Exercise » In the listing below, locate the line containing "Target: crosswalk stripe" and the line containing "this form: (153,57).". Output both of them and every line between, exactly as written, and nothing more.

Given records »
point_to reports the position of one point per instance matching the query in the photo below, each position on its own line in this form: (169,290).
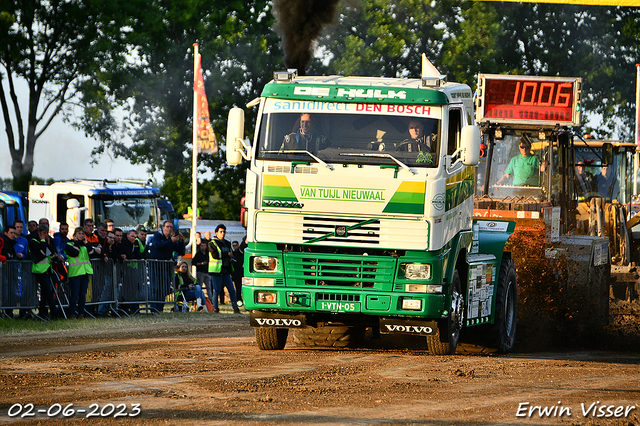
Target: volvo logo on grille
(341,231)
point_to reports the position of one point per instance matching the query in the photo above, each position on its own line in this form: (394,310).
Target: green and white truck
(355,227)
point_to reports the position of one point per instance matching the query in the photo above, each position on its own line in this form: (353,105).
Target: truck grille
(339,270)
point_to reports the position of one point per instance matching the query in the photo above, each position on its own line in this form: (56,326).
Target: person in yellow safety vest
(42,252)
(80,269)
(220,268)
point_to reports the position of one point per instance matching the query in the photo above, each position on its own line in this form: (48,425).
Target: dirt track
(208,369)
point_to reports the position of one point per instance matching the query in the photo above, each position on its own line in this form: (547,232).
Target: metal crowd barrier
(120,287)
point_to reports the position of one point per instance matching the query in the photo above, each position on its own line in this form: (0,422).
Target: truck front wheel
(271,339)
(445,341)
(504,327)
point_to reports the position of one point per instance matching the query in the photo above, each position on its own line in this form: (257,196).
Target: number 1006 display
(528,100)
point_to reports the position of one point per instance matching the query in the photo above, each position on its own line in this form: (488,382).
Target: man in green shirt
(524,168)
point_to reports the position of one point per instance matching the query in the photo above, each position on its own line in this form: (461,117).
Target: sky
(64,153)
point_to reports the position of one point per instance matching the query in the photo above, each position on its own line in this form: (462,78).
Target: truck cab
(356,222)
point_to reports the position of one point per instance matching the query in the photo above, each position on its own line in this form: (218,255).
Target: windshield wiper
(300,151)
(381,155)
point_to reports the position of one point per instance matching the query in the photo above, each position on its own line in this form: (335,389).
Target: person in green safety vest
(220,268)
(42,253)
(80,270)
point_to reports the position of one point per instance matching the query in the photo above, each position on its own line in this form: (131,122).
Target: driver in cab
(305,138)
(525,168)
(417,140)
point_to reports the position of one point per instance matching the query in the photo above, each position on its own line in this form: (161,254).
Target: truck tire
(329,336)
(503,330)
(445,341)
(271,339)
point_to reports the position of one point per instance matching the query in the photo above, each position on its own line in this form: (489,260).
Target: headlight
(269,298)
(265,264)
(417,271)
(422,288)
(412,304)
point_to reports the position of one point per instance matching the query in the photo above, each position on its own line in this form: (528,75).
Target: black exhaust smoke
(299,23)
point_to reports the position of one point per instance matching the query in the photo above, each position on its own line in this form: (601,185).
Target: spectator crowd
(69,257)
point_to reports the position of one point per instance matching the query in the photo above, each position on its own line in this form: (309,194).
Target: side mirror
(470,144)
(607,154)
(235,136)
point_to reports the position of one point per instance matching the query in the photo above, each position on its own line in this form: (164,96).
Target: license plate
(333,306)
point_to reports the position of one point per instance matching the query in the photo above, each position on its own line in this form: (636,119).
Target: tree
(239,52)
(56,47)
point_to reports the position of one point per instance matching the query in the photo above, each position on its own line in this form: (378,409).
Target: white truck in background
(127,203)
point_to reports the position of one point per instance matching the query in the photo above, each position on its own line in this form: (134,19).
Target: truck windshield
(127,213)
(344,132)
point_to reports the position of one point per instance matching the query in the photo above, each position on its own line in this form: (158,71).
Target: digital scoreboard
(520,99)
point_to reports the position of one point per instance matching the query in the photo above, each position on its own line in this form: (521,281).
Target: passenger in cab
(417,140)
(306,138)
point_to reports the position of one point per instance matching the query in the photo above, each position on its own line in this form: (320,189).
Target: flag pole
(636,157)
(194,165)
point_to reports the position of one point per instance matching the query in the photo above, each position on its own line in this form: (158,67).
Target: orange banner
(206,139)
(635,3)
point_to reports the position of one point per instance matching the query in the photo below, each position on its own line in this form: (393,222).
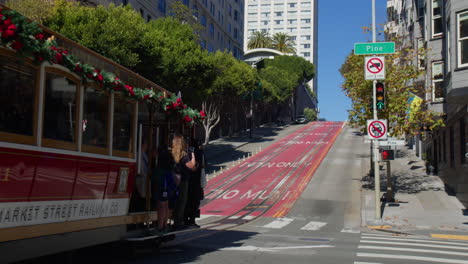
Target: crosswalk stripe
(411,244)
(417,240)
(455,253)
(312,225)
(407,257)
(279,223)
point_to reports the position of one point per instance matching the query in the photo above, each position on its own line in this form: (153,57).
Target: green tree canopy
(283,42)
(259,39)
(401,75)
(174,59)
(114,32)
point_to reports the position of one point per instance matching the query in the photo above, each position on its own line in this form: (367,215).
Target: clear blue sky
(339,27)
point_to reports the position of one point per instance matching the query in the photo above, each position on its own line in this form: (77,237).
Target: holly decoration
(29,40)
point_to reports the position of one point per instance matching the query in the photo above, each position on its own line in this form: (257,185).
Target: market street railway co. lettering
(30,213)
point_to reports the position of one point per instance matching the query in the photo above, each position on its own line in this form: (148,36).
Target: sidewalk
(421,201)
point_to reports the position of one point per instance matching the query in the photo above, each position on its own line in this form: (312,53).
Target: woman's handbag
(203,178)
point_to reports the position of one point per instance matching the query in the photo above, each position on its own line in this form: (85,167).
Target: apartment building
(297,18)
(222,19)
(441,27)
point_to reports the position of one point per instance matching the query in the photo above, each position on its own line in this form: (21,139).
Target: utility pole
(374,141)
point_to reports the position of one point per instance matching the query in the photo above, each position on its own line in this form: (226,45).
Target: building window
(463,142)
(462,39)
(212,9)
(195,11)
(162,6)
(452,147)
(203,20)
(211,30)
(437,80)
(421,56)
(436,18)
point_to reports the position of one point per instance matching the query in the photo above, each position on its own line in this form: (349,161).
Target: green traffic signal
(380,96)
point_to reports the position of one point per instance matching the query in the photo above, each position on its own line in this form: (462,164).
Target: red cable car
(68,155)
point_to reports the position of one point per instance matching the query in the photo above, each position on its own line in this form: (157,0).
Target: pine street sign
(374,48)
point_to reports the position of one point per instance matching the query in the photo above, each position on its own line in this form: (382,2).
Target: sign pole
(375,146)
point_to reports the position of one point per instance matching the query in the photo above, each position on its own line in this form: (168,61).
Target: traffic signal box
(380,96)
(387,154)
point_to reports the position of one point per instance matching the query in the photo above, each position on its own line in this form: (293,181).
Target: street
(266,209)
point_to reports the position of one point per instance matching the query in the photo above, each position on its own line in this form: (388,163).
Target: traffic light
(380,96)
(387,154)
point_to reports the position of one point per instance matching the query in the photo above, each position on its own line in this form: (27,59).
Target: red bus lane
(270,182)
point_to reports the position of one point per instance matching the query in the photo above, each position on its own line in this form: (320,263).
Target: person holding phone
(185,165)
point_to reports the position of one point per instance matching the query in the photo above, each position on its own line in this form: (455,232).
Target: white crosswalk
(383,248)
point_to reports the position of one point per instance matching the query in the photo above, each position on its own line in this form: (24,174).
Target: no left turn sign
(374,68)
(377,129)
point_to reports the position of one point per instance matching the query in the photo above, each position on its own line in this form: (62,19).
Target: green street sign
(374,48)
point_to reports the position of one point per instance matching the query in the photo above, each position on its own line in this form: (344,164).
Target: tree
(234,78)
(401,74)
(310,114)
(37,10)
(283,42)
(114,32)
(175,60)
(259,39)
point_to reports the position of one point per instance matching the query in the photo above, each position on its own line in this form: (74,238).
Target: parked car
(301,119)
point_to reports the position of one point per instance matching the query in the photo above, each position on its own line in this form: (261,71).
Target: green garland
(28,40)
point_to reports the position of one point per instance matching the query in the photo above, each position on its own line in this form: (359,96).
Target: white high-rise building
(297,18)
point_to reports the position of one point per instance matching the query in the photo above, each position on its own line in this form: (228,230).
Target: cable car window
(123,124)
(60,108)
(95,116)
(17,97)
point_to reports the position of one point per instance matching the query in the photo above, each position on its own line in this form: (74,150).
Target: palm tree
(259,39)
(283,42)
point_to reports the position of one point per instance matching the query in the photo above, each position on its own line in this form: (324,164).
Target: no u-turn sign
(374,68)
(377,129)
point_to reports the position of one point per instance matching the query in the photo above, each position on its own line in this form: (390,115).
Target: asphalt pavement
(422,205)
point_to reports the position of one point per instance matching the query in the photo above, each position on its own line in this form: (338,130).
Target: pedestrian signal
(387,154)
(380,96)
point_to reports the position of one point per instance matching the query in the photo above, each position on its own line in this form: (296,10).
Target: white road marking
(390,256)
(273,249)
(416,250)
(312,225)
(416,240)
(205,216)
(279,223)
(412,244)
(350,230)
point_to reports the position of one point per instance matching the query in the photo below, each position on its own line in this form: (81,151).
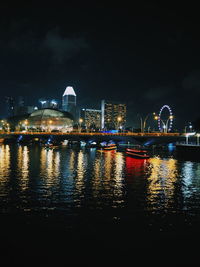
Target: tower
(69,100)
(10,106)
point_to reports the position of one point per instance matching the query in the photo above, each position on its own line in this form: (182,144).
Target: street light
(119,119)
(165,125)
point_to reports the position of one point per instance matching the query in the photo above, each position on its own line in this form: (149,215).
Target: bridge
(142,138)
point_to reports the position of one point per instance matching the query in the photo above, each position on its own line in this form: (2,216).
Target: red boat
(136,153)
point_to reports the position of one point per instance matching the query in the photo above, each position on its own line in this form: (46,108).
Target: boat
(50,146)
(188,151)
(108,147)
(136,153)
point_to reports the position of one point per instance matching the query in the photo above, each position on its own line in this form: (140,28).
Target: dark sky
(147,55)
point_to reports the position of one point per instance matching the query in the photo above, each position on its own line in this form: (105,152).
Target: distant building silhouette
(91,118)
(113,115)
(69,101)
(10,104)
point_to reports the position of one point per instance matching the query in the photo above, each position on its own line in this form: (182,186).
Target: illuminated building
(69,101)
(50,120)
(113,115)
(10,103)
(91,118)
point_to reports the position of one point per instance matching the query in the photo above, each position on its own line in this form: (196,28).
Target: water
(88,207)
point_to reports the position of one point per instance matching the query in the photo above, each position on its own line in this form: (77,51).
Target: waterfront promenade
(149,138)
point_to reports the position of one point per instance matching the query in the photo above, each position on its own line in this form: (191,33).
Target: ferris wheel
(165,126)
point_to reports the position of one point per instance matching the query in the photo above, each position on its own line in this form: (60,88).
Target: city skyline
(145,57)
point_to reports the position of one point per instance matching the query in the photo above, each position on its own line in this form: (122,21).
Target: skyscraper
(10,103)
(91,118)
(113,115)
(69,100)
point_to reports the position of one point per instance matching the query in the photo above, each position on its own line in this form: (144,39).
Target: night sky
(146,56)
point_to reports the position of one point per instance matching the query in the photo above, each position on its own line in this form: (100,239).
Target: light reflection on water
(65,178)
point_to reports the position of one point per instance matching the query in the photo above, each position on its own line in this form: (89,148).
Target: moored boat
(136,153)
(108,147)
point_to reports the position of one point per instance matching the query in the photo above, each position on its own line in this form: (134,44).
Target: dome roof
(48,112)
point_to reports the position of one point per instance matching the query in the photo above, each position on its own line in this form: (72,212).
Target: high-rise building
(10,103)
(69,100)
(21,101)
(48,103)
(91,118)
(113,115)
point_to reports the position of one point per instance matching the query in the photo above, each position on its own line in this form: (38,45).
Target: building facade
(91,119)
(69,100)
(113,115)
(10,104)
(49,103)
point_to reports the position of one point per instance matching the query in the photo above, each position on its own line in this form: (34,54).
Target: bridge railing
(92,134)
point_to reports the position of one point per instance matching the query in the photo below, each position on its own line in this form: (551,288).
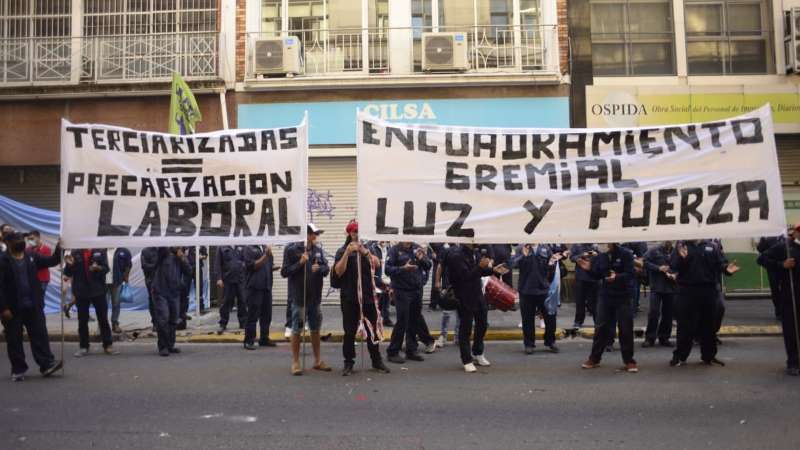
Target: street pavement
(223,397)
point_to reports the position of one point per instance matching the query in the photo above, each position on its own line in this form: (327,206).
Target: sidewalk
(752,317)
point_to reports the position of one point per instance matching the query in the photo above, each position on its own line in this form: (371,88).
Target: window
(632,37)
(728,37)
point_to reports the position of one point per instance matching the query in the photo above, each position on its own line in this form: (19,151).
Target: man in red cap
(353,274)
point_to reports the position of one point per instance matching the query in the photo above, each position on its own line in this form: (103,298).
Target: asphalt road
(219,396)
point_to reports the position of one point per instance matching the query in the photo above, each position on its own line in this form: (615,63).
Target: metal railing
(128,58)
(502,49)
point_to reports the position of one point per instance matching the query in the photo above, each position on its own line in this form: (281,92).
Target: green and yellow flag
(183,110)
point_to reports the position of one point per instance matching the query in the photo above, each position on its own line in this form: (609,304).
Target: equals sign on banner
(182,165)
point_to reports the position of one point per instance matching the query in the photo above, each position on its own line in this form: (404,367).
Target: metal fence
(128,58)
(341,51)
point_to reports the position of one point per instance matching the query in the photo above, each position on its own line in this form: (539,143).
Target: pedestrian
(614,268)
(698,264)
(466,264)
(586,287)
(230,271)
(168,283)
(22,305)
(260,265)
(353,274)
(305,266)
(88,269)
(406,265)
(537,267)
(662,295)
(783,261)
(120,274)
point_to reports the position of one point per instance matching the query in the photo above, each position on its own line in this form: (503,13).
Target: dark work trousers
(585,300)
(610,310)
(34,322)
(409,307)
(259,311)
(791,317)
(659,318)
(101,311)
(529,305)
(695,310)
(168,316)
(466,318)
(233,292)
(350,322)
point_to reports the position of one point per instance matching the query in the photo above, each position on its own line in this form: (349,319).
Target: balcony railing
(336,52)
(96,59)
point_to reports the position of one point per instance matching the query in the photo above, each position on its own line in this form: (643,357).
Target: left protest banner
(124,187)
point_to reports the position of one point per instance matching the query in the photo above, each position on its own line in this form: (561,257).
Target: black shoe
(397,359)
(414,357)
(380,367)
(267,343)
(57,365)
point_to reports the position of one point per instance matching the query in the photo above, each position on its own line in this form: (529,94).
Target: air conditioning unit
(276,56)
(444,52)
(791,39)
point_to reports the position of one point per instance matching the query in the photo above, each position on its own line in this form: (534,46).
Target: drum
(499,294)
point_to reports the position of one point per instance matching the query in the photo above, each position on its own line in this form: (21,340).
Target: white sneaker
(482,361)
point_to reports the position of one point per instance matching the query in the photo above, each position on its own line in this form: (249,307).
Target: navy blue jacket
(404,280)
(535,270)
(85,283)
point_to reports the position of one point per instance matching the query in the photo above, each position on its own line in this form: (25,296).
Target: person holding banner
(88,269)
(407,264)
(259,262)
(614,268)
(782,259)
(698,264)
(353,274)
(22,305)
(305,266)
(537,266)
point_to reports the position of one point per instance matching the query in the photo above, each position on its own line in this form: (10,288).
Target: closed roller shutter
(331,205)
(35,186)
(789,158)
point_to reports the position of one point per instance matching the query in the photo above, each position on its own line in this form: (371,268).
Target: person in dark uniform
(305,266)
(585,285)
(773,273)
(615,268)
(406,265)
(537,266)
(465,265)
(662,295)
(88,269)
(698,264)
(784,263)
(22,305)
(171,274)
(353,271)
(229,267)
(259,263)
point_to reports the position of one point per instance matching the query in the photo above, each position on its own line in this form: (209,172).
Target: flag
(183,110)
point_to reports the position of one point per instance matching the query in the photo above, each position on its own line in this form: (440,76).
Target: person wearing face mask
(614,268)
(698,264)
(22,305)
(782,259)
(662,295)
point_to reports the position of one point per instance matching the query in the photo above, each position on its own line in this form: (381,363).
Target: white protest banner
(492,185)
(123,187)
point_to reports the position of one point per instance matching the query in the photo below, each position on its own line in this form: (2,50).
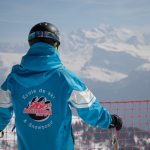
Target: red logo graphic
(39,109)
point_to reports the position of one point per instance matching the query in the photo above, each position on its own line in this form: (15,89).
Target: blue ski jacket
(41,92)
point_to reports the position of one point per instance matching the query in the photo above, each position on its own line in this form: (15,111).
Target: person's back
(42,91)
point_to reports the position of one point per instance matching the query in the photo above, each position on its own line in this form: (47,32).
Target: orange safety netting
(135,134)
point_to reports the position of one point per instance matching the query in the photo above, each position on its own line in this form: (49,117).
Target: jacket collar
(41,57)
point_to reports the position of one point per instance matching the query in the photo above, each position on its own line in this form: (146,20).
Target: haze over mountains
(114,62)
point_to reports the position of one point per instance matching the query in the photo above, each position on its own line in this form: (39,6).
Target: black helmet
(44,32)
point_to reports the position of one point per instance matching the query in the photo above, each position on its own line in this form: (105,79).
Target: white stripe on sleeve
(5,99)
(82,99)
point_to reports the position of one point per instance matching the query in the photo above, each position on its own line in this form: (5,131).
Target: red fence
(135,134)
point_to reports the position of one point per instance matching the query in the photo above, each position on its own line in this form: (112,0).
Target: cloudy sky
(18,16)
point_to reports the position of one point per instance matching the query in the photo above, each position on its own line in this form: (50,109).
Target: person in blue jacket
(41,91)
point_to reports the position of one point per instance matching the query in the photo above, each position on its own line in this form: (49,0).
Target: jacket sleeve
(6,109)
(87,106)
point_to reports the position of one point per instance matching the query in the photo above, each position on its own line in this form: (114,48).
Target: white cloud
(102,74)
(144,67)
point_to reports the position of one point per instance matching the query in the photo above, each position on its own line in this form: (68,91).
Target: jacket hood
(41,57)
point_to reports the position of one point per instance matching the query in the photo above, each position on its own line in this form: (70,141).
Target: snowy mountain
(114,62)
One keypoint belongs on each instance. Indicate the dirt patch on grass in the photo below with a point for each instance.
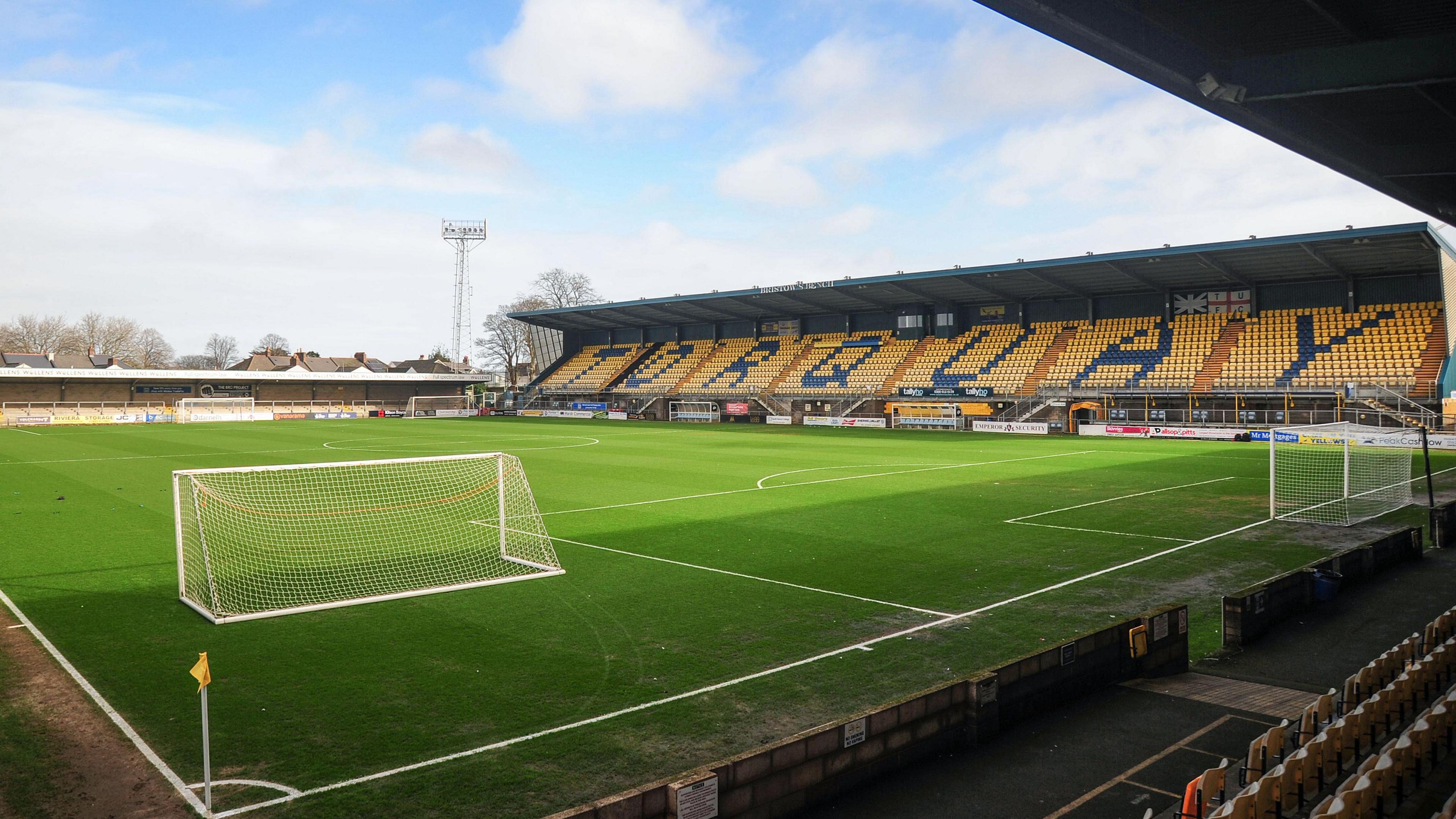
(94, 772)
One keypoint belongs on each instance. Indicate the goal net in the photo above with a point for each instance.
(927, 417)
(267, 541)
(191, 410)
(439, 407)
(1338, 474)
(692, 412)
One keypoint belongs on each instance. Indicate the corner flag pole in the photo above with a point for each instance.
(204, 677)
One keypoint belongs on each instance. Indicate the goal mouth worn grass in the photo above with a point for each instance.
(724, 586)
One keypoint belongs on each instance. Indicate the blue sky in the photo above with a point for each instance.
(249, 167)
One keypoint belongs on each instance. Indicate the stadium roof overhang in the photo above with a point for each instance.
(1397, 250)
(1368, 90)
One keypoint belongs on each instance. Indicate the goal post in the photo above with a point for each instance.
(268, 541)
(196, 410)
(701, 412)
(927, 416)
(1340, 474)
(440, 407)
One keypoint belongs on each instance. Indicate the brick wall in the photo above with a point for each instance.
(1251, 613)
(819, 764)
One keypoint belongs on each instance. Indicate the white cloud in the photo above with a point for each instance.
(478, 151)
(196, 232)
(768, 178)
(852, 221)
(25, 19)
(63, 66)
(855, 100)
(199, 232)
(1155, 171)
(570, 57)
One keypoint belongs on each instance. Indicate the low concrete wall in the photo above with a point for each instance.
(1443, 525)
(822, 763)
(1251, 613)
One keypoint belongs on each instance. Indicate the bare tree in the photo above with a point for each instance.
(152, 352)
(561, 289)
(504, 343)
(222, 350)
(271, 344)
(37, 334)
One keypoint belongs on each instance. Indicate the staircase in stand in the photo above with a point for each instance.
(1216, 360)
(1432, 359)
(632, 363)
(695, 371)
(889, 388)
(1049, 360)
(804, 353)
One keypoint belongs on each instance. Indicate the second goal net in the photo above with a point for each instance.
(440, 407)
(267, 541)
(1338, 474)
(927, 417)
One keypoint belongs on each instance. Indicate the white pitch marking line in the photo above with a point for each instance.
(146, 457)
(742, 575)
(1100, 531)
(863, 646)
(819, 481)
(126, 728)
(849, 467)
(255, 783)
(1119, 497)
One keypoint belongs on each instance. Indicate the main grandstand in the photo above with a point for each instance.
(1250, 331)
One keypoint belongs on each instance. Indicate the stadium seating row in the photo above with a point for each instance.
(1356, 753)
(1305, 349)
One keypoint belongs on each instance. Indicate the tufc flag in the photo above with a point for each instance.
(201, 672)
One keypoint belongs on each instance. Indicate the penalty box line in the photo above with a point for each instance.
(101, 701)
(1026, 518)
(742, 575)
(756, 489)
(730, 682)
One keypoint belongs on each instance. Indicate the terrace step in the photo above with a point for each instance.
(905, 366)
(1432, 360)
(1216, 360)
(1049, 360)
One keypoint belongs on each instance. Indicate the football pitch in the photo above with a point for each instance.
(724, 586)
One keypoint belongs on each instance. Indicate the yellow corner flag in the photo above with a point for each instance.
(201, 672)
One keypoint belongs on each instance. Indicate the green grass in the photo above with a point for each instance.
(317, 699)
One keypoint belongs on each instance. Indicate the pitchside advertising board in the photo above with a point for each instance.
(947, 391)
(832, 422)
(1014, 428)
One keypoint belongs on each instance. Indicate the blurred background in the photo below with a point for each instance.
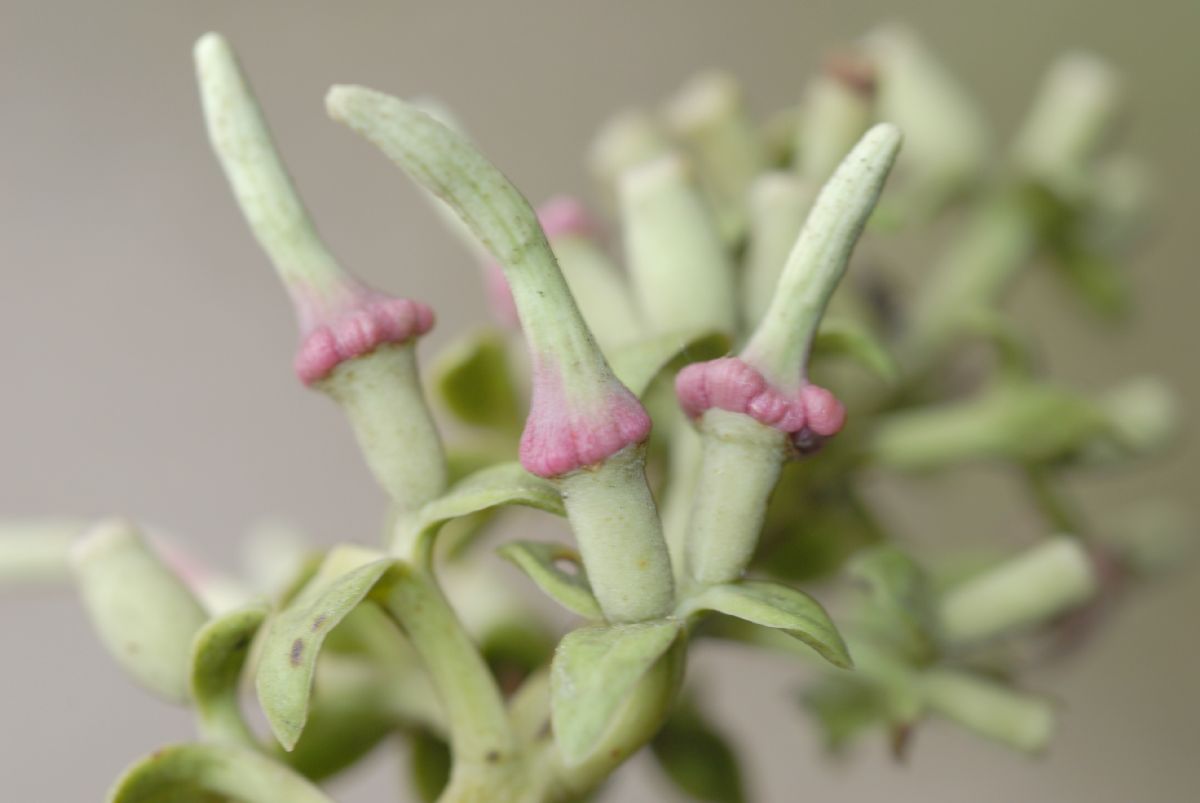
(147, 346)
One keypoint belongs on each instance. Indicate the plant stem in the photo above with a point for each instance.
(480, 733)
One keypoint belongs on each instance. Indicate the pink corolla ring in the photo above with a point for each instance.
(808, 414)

Response area »
Target: crosswalk stripe
(411,244)
(417,240)
(455,253)
(312,225)
(407,257)
(279,223)
point_to reports the position of one point per instance matching the query in the photo above, each position on its own line in this form: (153,57).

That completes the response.